Locate each line in the entries below that contains the string "straw" and copy every such line in full.

▶ Data to process:
- - - - -

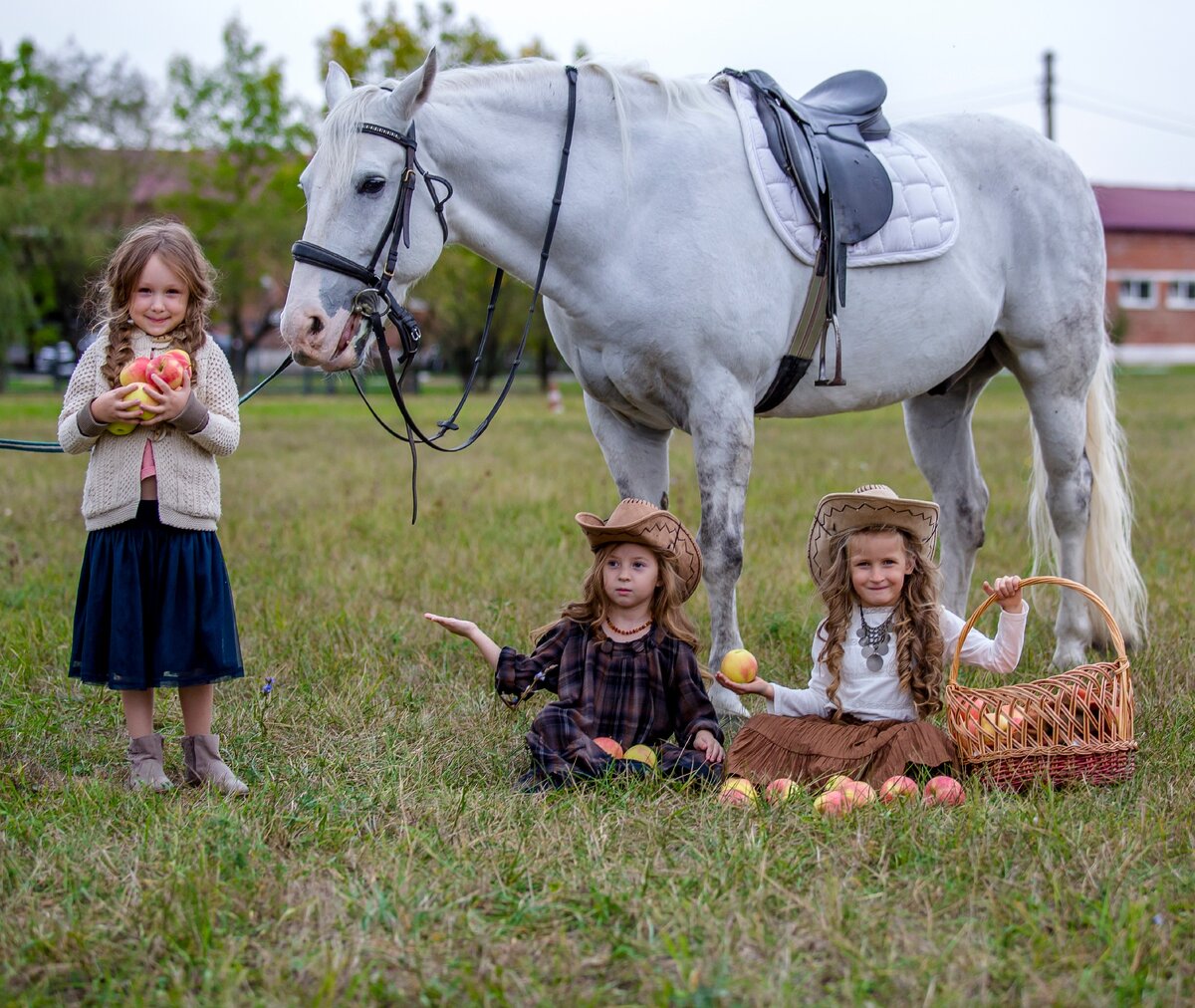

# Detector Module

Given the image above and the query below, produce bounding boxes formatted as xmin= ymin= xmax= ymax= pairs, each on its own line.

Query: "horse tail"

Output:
xmin=1029 ymin=345 xmax=1148 ymax=645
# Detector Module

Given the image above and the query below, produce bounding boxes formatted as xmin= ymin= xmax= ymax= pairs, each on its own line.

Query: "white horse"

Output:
xmin=282 ymin=50 xmax=1145 ymax=714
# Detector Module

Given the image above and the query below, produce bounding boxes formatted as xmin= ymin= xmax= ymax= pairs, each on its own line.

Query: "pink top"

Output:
xmin=141 ymin=437 xmax=157 ymax=479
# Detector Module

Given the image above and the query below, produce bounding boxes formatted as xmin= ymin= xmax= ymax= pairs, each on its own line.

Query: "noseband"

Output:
xmin=291 ymin=66 xmax=578 ymax=525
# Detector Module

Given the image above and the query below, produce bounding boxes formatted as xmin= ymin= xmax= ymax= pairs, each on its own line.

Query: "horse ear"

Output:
xmin=386 ymin=46 xmax=436 ymax=122
xmin=324 ymin=61 xmax=353 ymax=109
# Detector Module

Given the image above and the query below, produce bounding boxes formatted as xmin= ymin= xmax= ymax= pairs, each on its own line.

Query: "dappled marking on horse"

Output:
xmin=282 ymin=50 xmax=1145 ymax=712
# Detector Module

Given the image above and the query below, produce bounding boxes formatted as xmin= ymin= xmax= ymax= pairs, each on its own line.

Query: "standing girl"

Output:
xmin=59 ymin=220 xmax=247 ymax=794
xmin=424 ymin=499 xmax=723 ymax=791
xmin=717 ymin=484 xmax=1029 ymax=787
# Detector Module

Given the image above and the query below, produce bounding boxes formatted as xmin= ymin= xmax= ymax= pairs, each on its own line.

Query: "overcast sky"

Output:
xmin=9 ymin=0 xmax=1195 ymax=189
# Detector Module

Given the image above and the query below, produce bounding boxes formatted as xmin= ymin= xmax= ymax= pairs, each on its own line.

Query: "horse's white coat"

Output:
xmin=282 ymin=53 xmax=1143 ymax=712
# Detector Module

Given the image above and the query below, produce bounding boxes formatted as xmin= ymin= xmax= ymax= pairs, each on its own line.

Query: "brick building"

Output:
xmin=1092 ymin=185 xmax=1195 ymax=348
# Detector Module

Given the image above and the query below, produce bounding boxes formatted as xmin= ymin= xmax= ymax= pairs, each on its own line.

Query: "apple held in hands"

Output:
xmin=145 ymin=350 xmax=191 ymax=388
xmin=719 ymin=648 xmax=759 ymax=682
xmin=120 ymin=358 xmax=151 ymax=385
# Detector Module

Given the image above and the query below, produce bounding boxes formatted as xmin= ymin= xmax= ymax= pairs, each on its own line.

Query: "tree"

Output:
xmin=0 ymin=40 xmax=153 ymax=388
xmin=165 ymin=19 xmax=313 ymax=383
xmin=319 ymin=0 xmax=555 ymax=385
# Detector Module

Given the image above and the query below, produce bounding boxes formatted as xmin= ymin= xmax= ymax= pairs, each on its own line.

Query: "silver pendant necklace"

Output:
xmin=855 ymin=607 xmax=892 ymax=672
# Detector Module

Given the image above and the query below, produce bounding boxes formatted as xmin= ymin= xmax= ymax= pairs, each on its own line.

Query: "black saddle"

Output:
xmin=723 ymin=70 xmax=892 ymax=315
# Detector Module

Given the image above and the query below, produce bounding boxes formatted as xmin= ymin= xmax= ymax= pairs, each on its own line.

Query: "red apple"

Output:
xmin=879 ymin=776 xmax=921 ymax=805
xmin=718 ymin=777 xmax=759 ymax=806
xmin=120 ymin=358 xmax=150 ymax=385
xmin=764 ymin=777 xmax=797 ymax=805
xmin=721 ymin=648 xmax=759 ymax=682
xmin=145 ymin=351 xmax=191 ymax=388
xmin=622 ymin=742 xmax=656 ymax=767
xmin=831 ymin=781 xmax=876 ymax=809
xmin=594 ymin=735 xmax=622 ymax=759
xmin=921 ymin=776 xmax=967 ymax=806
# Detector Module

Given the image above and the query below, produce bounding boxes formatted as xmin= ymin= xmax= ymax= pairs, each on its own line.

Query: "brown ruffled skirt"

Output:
xmin=725 ymin=714 xmax=961 ymax=788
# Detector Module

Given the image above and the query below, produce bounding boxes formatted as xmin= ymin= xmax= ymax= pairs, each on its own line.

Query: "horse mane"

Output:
xmin=317 ymin=56 xmax=725 ymax=191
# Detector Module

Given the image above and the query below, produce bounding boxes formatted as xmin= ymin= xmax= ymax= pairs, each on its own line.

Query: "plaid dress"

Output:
xmin=495 ymin=620 xmax=722 ymax=780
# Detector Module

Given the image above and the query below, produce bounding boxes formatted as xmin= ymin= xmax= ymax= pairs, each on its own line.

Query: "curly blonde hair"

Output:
xmin=90 ymin=217 xmax=215 ymax=388
xmin=532 ymin=543 xmax=697 ymax=650
xmin=818 ymin=525 xmax=944 ymax=718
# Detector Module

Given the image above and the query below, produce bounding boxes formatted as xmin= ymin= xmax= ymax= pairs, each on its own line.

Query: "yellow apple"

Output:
xmin=721 ymin=648 xmax=759 ymax=682
xmin=594 ymin=735 xmax=622 ymax=759
xmin=764 ymin=777 xmax=797 ymax=805
xmin=622 ymin=742 xmax=656 ymax=767
xmin=718 ymin=777 xmax=759 ymax=806
xmin=823 ymin=774 xmax=850 ymax=794
xmin=836 ymin=781 xmax=876 ymax=809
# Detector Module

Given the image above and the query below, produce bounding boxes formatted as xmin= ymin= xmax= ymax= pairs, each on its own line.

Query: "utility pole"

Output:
xmin=1042 ymin=49 xmax=1054 ymax=139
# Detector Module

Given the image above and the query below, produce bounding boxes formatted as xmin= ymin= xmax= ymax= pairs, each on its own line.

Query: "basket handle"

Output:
xmin=949 ymin=574 xmax=1128 ymax=686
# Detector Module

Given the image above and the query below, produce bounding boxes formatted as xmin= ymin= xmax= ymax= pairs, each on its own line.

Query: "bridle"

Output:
xmin=284 ymin=66 xmax=578 ymax=525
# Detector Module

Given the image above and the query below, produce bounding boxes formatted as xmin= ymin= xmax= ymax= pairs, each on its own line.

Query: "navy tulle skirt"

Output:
xmin=71 ymin=501 xmax=245 ymax=690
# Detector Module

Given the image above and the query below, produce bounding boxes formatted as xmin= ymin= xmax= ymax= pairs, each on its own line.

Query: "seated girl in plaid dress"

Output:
xmin=424 ymin=499 xmax=723 ymax=791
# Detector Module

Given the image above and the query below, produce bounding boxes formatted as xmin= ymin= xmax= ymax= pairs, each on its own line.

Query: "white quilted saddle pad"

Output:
xmin=723 ymin=78 xmax=958 ymax=267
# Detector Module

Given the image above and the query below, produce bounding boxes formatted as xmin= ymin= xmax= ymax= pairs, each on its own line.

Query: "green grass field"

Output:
xmin=0 ymin=372 xmax=1195 ymax=1006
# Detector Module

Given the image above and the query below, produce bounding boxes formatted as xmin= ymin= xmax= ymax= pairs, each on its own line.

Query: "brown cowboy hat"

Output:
xmin=578 ymin=497 xmax=701 ymax=599
xmin=809 ymin=483 xmax=938 ymax=589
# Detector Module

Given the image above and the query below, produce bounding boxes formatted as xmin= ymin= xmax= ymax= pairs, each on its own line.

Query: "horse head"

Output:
xmin=281 ymin=49 xmax=450 ymax=371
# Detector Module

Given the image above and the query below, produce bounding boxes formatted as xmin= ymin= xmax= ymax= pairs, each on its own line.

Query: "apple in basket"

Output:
xmin=594 ymin=735 xmax=622 ymax=759
xmin=721 ymin=648 xmax=759 ymax=682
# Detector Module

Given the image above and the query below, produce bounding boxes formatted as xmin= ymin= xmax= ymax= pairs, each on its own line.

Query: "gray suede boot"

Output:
xmin=129 ymin=732 xmax=174 ymax=792
xmin=183 ymin=735 xmax=249 ymax=794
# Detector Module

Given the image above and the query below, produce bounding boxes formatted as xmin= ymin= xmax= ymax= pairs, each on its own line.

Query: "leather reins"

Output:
xmin=291 ymin=66 xmax=578 ymax=525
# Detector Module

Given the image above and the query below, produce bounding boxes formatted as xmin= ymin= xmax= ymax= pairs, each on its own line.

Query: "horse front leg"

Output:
xmin=585 ymin=392 xmax=671 ymax=508
xmin=691 ymin=395 xmax=755 ymax=717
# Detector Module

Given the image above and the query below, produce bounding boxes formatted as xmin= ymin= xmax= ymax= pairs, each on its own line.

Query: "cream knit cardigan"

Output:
xmin=59 ymin=330 xmax=240 ymax=531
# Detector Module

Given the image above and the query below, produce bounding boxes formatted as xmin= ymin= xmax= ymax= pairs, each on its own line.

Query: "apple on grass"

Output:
xmin=719 ymin=648 xmax=759 ymax=682
xmin=594 ymin=735 xmax=622 ymax=759
xmin=622 ymin=742 xmax=656 ymax=768
xmin=879 ymin=775 xmax=921 ymax=805
xmin=764 ymin=777 xmax=797 ymax=805
xmin=718 ymin=777 xmax=759 ymax=806
xmin=921 ymin=775 xmax=967 ymax=806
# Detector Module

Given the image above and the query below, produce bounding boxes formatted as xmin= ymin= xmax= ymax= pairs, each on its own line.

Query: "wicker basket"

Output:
xmin=946 ymin=578 xmax=1136 ymax=791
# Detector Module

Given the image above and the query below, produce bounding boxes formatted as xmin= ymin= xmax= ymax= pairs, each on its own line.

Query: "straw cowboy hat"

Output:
xmin=578 ymin=497 xmax=701 ymax=599
xmin=809 ymin=483 xmax=938 ymax=587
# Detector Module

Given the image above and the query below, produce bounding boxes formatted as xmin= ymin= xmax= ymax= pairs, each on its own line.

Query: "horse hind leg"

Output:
xmin=904 ymin=353 xmax=1000 ymax=616
xmin=1026 ymin=348 xmax=1146 ymax=668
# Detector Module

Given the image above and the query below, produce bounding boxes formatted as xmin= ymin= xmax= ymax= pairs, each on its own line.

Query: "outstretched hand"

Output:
xmin=713 ymin=672 xmax=776 ymax=699
xmin=984 ymin=574 xmax=1021 ymax=613
xmin=693 ymin=728 xmax=727 ymax=763
xmin=423 ymin=613 xmax=502 ymax=668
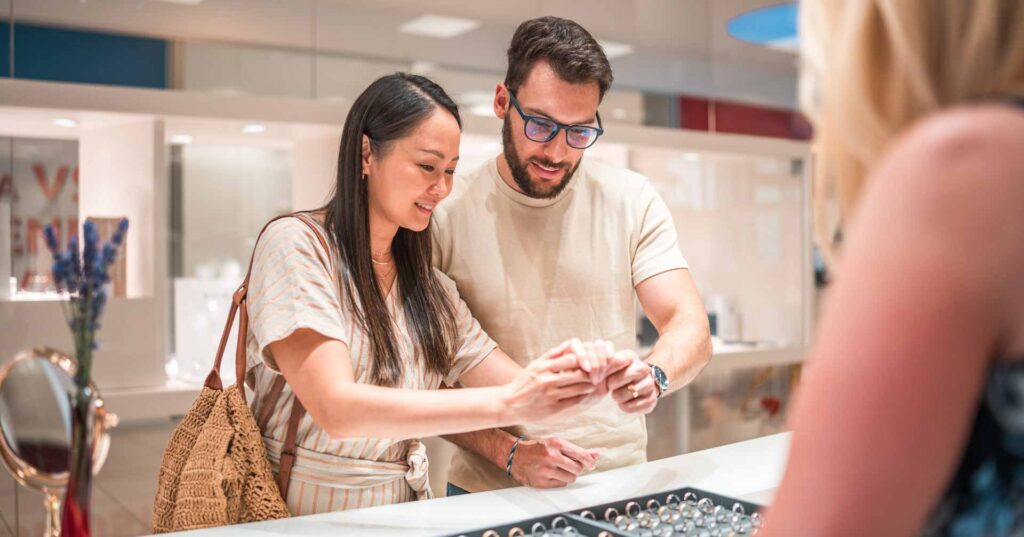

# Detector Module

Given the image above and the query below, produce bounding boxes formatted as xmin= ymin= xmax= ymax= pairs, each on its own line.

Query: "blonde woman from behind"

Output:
xmin=762 ymin=0 xmax=1024 ymax=536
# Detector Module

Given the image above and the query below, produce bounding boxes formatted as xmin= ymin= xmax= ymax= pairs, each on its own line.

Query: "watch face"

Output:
xmin=650 ymin=366 xmax=669 ymax=391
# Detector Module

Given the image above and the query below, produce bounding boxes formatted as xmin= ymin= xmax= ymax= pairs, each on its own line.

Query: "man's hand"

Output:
xmin=607 ymin=350 xmax=657 ymax=414
xmin=512 ymin=439 xmax=597 ymax=489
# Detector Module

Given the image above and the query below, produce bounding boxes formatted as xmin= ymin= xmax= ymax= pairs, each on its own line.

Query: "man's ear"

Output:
xmin=494 ymin=84 xmax=510 ymax=120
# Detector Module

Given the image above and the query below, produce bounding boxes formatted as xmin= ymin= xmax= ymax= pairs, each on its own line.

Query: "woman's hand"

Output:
xmin=505 ymin=339 xmax=612 ymax=424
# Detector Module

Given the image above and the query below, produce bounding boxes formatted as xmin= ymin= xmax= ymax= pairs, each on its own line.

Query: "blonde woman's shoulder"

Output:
xmin=858 ymin=104 xmax=1024 ymax=352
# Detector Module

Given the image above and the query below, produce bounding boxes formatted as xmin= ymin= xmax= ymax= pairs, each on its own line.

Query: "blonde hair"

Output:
xmin=800 ymin=0 xmax=1024 ymax=257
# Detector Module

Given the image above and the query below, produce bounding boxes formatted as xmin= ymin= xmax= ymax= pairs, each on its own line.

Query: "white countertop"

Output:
xmin=169 ymin=432 xmax=790 ymax=537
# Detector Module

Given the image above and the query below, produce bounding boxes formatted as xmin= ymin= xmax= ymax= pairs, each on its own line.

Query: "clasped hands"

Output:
xmin=508 ymin=339 xmax=658 ymax=423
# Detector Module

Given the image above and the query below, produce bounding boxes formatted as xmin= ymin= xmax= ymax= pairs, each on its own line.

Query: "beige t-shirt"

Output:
xmin=432 ymin=157 xmax=687 ymax=492
xmin=246 ymin=214 xmax=496 ymax=514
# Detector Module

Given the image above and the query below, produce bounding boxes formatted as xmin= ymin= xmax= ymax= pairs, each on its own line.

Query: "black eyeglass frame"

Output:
xmin=509 ymin=90 xmax=604 ymax=150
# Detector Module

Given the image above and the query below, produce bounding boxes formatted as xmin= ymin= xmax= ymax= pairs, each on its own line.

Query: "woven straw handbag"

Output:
xmin=153 ymin=215 xmax=330 ymax=533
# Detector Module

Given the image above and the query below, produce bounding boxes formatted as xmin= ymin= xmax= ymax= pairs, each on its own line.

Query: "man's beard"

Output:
xmin=502 ymin=116 xmax=583 ymax=200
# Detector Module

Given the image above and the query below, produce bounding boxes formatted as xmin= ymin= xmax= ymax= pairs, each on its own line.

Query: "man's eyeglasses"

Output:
xmin=509 ymin=91 xmax=604 ymax=150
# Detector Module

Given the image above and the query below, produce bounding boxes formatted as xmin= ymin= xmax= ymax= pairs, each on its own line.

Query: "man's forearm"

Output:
xmin=441 ymin=428 xmax=518 ymax=469
xmin=646 ymin=320 xmax=712 ymax=391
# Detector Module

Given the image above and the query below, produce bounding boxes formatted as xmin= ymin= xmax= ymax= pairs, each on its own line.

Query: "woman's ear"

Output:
xmin=362 ymin=134 xmax=374 ymax=175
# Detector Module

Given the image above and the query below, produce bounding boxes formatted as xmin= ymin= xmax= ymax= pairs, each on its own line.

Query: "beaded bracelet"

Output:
xmin=505 ymin=437 xmax=526 ymax=478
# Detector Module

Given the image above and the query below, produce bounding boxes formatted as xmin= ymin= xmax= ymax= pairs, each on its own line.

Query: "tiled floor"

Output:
xmin=0 ymin=422 xmax=175 ymax=537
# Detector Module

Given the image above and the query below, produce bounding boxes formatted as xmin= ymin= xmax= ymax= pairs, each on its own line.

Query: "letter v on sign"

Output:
xmin=32 ymin=163 xmax=68 ymax=202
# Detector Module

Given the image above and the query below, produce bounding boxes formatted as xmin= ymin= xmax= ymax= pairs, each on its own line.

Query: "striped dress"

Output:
xmin=240 ymin=214 xmax=497 ymax=515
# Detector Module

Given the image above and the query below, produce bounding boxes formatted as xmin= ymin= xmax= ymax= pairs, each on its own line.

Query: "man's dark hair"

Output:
xmin=505 ymin=16 xmax=612 ymax=98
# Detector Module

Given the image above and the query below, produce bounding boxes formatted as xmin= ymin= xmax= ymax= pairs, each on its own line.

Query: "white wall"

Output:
xmin=0 ymin=119 xmax=169 ymax=391
xmin=181 ymin=146 xmax=292 ymax=277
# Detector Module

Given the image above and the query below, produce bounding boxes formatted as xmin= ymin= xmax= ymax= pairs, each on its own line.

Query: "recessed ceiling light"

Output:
xmin=398 ymin=15 xmax=480 ymax=39
xmin=725 ymin=2 xmax=800 ymax=52
xmin=598 ymin=40 xmax=634 ymax=59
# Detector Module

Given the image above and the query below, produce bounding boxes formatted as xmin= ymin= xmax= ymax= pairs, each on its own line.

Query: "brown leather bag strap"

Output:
xmin=278 ymin=395 xmax=306 ymax=502
xmin=237 ymin=214 xmax=331 ymax=500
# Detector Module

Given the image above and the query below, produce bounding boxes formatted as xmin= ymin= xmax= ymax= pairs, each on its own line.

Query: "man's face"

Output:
xmin=495 ymin=61 xmax=601 ymax=199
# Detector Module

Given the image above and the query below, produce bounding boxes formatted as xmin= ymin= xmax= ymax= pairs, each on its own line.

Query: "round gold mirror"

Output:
xmin=0 ymin=347 xmax=117 ymax=536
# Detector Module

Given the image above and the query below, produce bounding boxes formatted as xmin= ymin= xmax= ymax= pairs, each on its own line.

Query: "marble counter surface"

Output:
xmin=169 ymin=432 xmax=790 ymax=537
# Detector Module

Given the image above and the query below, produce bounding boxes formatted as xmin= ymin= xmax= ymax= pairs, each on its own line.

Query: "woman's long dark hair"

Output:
xmin=324 ymin=73 xmax=462 ymax=386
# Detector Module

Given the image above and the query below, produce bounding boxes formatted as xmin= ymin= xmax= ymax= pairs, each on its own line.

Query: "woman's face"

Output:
xmin=362 ymin=108 xmax=462 ymax=232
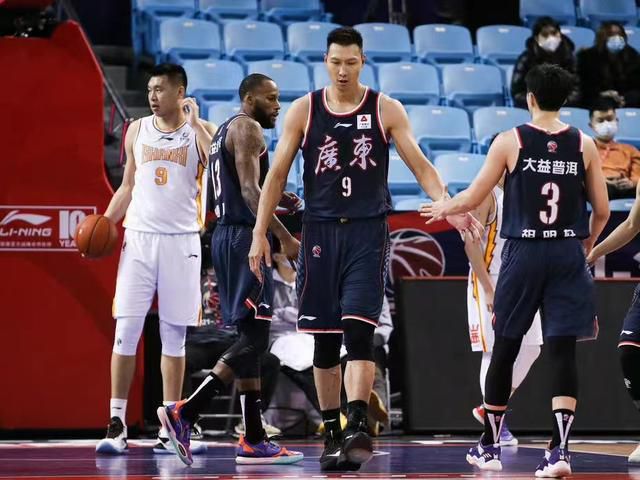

- - - - -

▶ Worked solution:
Query: "straw cowboy hat"
Query: "woven straw handbag"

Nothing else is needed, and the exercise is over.